* Start *

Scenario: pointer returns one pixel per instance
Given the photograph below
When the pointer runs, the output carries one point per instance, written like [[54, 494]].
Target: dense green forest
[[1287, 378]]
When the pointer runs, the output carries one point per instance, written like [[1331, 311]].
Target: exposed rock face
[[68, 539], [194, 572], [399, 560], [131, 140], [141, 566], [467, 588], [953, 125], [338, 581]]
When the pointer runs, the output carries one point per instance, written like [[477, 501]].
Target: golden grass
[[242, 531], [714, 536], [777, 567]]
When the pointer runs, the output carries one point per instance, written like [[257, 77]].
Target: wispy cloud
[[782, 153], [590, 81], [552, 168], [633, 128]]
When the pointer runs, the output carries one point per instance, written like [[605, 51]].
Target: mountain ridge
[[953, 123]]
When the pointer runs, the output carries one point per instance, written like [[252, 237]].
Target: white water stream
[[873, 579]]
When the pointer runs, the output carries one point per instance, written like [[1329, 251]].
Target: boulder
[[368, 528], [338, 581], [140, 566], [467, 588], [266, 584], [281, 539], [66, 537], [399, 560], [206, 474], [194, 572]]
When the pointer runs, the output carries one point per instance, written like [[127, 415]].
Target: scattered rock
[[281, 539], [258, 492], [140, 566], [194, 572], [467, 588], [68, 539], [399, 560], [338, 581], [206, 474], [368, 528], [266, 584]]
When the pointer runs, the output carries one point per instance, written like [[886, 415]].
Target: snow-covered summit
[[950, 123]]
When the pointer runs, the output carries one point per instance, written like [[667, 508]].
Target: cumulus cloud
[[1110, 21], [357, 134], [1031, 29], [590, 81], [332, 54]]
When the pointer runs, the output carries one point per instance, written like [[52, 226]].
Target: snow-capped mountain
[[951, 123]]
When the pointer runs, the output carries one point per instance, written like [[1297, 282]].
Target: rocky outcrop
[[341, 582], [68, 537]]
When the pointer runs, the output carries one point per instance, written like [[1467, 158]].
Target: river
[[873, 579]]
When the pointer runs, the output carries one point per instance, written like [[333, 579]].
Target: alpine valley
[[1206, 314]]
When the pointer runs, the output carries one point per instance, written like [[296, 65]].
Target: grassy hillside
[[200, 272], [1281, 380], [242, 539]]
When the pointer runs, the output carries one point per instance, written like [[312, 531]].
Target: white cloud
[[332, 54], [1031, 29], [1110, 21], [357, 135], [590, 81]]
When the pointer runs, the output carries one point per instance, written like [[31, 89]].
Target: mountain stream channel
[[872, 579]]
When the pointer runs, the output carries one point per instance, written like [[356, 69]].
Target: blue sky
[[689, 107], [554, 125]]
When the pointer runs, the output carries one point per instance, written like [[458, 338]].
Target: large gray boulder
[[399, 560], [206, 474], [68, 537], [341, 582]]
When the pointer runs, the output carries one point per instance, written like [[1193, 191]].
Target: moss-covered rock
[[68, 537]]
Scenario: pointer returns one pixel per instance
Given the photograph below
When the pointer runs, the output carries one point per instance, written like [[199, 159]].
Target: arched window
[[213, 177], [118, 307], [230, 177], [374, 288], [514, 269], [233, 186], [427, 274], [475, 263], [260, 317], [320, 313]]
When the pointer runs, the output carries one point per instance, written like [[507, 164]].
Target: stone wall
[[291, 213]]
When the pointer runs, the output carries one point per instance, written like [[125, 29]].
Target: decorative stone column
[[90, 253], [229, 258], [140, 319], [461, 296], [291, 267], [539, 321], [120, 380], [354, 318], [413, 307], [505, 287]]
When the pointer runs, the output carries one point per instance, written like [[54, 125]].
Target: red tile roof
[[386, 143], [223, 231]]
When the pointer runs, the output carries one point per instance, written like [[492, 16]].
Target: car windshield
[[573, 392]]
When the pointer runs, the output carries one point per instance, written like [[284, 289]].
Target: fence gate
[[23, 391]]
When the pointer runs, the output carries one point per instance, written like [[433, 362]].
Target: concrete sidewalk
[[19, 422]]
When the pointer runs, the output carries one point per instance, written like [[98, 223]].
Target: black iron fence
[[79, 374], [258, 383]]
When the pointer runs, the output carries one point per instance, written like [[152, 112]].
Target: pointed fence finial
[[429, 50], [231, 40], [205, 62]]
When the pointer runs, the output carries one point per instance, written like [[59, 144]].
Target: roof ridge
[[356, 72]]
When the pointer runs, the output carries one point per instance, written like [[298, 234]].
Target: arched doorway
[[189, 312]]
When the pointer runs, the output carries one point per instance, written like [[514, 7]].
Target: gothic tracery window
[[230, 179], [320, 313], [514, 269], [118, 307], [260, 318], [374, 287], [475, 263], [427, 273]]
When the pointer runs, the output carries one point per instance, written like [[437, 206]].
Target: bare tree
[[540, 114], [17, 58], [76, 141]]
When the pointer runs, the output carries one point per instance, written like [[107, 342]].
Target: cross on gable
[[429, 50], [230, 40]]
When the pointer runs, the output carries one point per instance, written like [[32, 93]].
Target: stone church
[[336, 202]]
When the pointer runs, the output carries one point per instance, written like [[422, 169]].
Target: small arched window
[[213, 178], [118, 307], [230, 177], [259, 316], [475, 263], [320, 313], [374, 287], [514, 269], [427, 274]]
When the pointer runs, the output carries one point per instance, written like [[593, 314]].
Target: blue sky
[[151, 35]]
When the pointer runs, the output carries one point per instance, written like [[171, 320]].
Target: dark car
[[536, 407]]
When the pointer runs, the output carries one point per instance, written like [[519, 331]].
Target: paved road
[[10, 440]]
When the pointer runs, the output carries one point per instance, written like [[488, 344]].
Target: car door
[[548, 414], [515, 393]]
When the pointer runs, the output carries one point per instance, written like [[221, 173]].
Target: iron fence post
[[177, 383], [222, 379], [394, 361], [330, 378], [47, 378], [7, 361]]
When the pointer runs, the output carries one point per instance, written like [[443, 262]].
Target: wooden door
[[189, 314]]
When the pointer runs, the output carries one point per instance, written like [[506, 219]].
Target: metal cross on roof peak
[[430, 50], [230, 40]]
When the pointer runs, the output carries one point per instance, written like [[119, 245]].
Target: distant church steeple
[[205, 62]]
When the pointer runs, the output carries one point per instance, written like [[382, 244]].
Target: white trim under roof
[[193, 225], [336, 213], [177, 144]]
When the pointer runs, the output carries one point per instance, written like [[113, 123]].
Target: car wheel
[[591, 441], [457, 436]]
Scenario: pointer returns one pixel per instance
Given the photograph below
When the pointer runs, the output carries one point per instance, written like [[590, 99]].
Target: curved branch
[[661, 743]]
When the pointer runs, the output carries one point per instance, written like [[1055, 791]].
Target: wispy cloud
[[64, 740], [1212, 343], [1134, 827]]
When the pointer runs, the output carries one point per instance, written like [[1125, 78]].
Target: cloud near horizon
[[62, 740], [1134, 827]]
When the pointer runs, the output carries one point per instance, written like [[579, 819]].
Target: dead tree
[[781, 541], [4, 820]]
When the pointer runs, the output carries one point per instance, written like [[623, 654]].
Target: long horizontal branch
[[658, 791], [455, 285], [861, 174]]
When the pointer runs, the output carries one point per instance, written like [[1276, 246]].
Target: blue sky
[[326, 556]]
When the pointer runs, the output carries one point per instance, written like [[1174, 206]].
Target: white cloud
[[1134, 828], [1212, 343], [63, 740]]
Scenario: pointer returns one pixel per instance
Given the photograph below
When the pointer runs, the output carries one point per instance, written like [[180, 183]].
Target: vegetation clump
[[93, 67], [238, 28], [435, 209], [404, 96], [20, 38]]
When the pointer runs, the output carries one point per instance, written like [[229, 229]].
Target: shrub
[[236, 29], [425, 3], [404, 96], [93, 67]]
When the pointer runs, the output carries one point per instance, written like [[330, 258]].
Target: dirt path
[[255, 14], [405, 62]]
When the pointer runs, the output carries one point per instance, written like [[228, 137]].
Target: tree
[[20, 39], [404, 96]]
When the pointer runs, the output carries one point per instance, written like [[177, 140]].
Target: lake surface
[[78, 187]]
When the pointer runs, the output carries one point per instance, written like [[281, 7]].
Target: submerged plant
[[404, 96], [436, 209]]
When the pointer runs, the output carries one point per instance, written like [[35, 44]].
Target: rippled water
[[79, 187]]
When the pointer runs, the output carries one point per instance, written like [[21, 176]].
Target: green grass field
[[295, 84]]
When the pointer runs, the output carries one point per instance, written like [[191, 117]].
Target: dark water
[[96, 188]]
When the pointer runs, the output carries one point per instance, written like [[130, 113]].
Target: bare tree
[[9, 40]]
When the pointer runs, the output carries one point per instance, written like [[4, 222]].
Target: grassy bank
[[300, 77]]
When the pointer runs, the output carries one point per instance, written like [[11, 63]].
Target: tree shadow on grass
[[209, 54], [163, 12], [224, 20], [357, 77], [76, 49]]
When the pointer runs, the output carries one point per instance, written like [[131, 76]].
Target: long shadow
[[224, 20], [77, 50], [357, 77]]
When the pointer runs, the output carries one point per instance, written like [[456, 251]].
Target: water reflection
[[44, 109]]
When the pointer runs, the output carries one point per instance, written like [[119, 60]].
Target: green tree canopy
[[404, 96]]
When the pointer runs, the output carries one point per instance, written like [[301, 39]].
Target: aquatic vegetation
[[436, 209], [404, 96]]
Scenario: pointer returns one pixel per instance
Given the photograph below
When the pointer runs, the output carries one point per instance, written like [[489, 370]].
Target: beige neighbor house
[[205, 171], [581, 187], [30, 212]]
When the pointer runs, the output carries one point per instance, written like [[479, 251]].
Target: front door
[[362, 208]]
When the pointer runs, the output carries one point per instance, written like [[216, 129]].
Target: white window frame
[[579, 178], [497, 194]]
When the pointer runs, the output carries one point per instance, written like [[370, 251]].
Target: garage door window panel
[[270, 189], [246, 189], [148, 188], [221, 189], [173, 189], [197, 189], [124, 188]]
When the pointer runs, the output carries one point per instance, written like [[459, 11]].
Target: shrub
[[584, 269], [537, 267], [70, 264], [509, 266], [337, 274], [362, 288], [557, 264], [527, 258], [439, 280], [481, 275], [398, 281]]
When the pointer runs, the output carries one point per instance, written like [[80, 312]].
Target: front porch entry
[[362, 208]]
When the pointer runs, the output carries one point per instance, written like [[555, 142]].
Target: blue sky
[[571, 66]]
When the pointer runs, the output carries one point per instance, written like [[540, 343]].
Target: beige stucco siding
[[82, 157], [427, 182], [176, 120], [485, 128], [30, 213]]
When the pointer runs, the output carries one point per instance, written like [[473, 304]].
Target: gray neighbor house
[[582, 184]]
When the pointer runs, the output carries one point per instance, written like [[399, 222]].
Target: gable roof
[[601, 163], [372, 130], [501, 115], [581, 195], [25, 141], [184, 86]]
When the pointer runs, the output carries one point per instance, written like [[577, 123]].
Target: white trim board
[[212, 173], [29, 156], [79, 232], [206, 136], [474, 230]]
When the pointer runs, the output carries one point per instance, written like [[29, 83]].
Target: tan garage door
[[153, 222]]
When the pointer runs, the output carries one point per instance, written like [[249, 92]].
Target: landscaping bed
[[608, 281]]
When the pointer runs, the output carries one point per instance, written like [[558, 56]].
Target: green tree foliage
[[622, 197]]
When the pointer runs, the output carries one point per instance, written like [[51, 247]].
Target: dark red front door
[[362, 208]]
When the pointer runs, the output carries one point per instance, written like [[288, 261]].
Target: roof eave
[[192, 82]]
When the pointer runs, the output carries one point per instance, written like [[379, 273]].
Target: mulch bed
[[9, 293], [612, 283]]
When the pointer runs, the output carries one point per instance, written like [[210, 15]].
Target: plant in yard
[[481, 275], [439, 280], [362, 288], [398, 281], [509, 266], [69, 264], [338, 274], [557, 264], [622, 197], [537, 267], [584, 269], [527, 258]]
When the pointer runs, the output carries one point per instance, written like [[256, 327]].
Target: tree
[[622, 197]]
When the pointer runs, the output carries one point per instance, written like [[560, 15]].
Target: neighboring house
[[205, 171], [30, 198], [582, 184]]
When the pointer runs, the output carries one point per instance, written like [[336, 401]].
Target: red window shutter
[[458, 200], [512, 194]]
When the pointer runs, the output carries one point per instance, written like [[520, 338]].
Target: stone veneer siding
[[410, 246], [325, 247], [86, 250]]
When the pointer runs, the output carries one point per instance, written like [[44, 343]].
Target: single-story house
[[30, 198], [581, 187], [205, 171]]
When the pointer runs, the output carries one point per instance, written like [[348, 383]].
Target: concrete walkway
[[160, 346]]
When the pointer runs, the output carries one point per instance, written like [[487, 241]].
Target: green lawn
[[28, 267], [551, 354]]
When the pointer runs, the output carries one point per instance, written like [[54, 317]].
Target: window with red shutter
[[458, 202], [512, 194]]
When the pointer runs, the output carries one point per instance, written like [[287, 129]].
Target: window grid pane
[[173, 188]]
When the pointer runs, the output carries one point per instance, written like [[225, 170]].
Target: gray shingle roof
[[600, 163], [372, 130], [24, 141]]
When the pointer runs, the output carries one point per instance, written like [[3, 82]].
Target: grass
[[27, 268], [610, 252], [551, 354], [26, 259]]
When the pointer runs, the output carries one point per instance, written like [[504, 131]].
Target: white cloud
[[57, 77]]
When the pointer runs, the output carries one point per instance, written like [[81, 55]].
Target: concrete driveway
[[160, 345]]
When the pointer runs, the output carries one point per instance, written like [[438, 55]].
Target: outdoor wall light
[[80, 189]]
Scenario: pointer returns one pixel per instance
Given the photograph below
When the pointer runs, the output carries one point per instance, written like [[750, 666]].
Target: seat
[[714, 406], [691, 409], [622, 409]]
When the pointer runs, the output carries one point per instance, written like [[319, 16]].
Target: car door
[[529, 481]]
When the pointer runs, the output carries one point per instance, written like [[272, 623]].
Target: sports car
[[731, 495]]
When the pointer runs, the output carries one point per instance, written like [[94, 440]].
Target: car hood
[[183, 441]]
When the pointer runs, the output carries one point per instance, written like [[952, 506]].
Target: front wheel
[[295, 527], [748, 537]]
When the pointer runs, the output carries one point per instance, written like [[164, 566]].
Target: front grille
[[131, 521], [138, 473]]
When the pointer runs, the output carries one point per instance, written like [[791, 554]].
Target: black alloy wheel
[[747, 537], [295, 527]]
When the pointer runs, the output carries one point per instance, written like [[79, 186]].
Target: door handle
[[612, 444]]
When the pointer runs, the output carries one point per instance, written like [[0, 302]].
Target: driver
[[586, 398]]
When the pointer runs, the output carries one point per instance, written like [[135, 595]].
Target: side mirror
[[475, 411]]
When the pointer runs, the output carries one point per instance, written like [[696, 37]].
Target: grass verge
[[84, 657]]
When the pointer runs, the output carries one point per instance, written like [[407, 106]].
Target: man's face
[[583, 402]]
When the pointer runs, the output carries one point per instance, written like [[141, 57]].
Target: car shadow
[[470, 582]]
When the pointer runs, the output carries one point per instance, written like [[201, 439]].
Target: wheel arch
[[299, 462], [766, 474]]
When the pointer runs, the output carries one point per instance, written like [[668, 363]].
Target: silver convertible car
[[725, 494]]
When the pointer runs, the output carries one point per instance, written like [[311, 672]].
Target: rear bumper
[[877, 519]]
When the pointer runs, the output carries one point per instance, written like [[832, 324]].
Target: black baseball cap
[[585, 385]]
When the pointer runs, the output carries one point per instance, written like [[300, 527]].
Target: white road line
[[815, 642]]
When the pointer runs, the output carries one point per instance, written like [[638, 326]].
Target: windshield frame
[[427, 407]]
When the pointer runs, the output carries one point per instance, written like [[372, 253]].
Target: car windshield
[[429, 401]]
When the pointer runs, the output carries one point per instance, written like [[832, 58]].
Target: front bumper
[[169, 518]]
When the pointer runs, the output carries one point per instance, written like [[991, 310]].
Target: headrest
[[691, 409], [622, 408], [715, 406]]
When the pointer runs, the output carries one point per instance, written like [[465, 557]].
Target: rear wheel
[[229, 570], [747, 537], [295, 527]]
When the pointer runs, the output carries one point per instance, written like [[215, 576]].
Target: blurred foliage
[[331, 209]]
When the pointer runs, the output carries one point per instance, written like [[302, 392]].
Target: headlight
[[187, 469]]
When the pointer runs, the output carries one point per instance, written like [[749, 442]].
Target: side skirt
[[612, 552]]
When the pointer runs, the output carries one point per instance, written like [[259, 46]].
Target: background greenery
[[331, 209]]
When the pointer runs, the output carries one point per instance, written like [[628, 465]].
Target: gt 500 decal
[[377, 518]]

* End *

• [Exercise task]: Please copy the material from its first line through the line containing "[[242, 531], [714, 536], [777, 567]]", swapping "golden grass" for "dry grass" and leaving everything else unchanged.

• [Correct result]:
Scenario: pointer returns one pixel per instance
Given the photograph below
When the pointer runs, the output carries one point per instance, written like [[54, 494]].
Target: dense green forest
[[1287, 378]]
When the pointer runs, the output carries one point per instance, written like [[1331, 311]].
Target: exposed rock face
[[68, 539], [194, 572], [399, 560], [131, 140], [141, 566], [467, 588], [953, 125], [338, 581]]
When the pointer runs, the output carries one point per instance, written like [[477, 501]].
Target: dry grass
[[242, 531], [714, 536], [777, 567]]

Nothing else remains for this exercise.